En el film Cuesta abajo canta Gardel ese himno a la epopeya de la gran ciudad porteña, Le Pera versificando, que es Mi Buenos Aires querido. Cuyo efecto mágico lo produce el solo contacto visual: “cuando yo te vuelva a ver/ no habrá más pena ni olvido”. En tono descriptivo y evocativo, surge sonriente, referencial, “el farolito de la calle en que nací”, “centinela de mis promesas de amor”. “Bajo su quieta lucecita yo la vi/ a mi pebeta, luminosa como un sol”. Al regresar y escuchar la queja de un bandoneón, el poeta siente que “dentro del pecho pide rienda el corazón”.

Entonces se suelta el verso inspirado, idealizando el hábitat entrañable. “Mi Buenos Aires/ tierra florida/ donde mi vida/ terminaré./ Bajo tu amparo/ no hay desengaños,/ vuelan los años,/ se olvida el dolor./ En caravana/ los recuerdos pasan,/ con una estela/ dulce de emoción./ Quiero que sepas/ que al evocarte,/ se van las penas/ de mi corazón.”

“La ventanita de mi calle de arrabal,/ donde sonríe una muchachita en flor,/ quiero de nuevo yo volver a contemplar/ aquellos ojos que acarician al mirar./ En la cortada más maleva una canción/ dice su ruego de coraje y de pasión,/ una promesa/ y un suspirar,/ borró una lágrima de pena aquel cantar.”

En El día que me quieras, junto al tema que le da título al film, resaltan Sus ojos se cerraron, sencillamente de una lírica desgarradora, y Volver, un tango que marca el retorno “del viajero que huye”, al seno del lar natal, con el peso plomizo del tiempo a cuestas, que inclemente ha plateado su sien.
■ ■ ■ ■ ■ ■ ■
» **CONSIGNAS**
1 - Según el fragmento sobre los tangos de Gardel, ¿son ciertas estas afirmaciones? Contesta sí o no a cada una y copia literalmente las palabras del fragmento que lo deciden. (a) Mi Buenos Aires querido se canta en el film Cuesta abajo. (b) En El día que me quieras también se destaca el tango Volver. (c) Volver marca la partida del viajero hacia tierras lejanas.
2 - Sigue escribiendo el fragmento sobre los tangos de Gardel a partir de su última oración.

» **MATERIAL**
■ ■ ■ ■ ■ ■ ■
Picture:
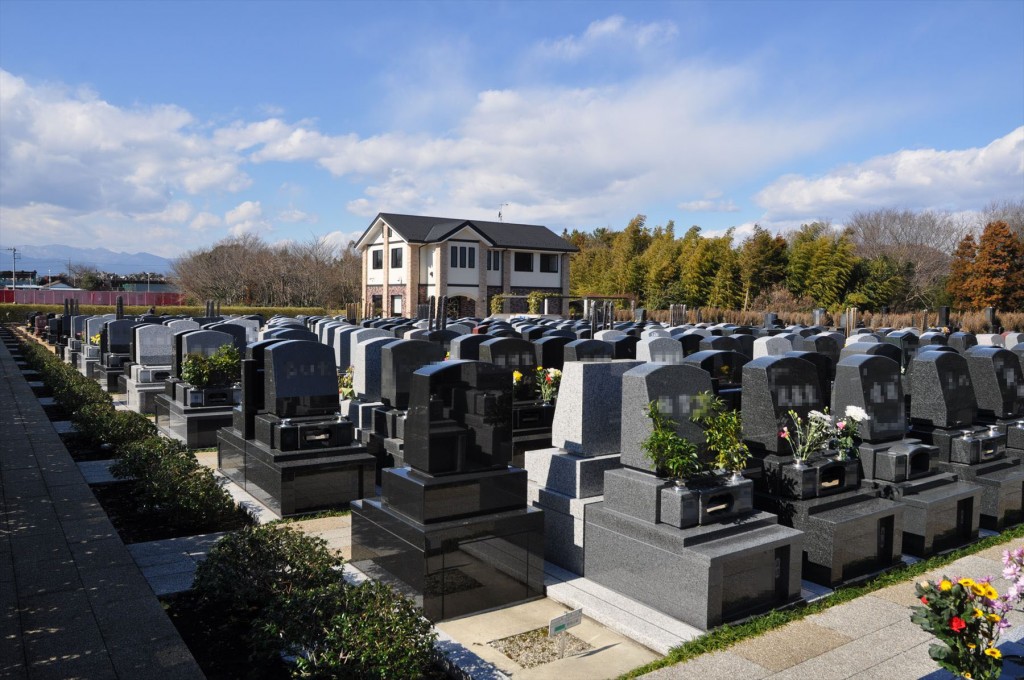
■ ■ ■ ■ ■ ■ ■
» **RESPUESTAS**
1 -
(a) Sí: "En el film Cuesta abajo canta Gardel ese himno a la epopeya de la gran ciudad porteña, Le Pera versificando, que es Mi Buenos Aires querido."
(b) Sí: "En El día que me quieras, junto al tema que le da título al film, resaltan Sus ojos se cerraron, sencillamente de una lírica desgarradora, y Volver"
(c) No: "un tango que marca el retorno “del viajero que huye”, al seno del lar natal"

2 -
“Yo adivino el parpadeo/de las luces que a lo lejos,/van marcando mi retorno./Son las mismas que alumbraron,/con sus pálidos reflejos,/hondas horas de dolor./ Y aunque no quise el regreso,/ siempre se vuelve al primer amor./La quieta calle donde el eco dijo: ‘Tuya es su vida, tuyo es su querer’,/ bajo el burlón mirar de las estrellas/que con indiferencia hoy me ven volver.

Volver,/con la frente marchita,/ las nieves del tiempo/ platearon mi sien/ Sentir, que es un soplo la vida,/ que veinte años no es nada,/ que febril la mirada/errante en las sombras/te busca y te nombra./ Vivir,/con el alma aferrada/a un dulce recuerdo,/que lloro otra vez./

Tengo miedo del encuentro/con el pasado que vuelve/a enfrentarse con mi vida./Tengo miedo de las noches/que, pobladas de recuerdos,/encadenen mi soñar./Pero el viajero que huye,/tarde o temprano detiene su andar./Y aunque el olvido que todo destruye,/haya matado mi vieja ilusión,/guarda escondida una esperanza humilde,/que es toda la fortuna de mi corazón.”

Y así, esta dupla milagrosa de poeta y músico cantor fraguó Lejana tierra mía, Los ojos de mi moza, Golondrinas, Volvió una noche, Arrabal amargo, Melodía de arrabal, Cuesta abajo, Rubias de New York, entre otras composiciones. Esta última, un foxtrot que canta alegre a la gracia contagiosa de Peggy, Betty, July, y Mary, unas “cabecitas adoradas/ que mienten amor”.

Y uno no puede dejar de pensar en esos días cinematográficos de esta pareja de amigos radicados en el corazón mismo de la urbe newyorkina, en el pleno apogeo de su éxito rotundo. A quienes “la risa loca de July,/ es como un cantar/ de un manantial”. Y “el dulce hechizo de Peggy/ su mirar azul/ hondo como el mar”, turba su soñar. Rodeados por estas “deliciosas criaturas perfumadas...de boquitas pintadas. Frágiles muñecas/ del olvido y del placer.”

Con una gracia sin par que todavía dibujan mis ojos de nostalgia, Fefita me bailaba el fox y cantaba Rubias de New York.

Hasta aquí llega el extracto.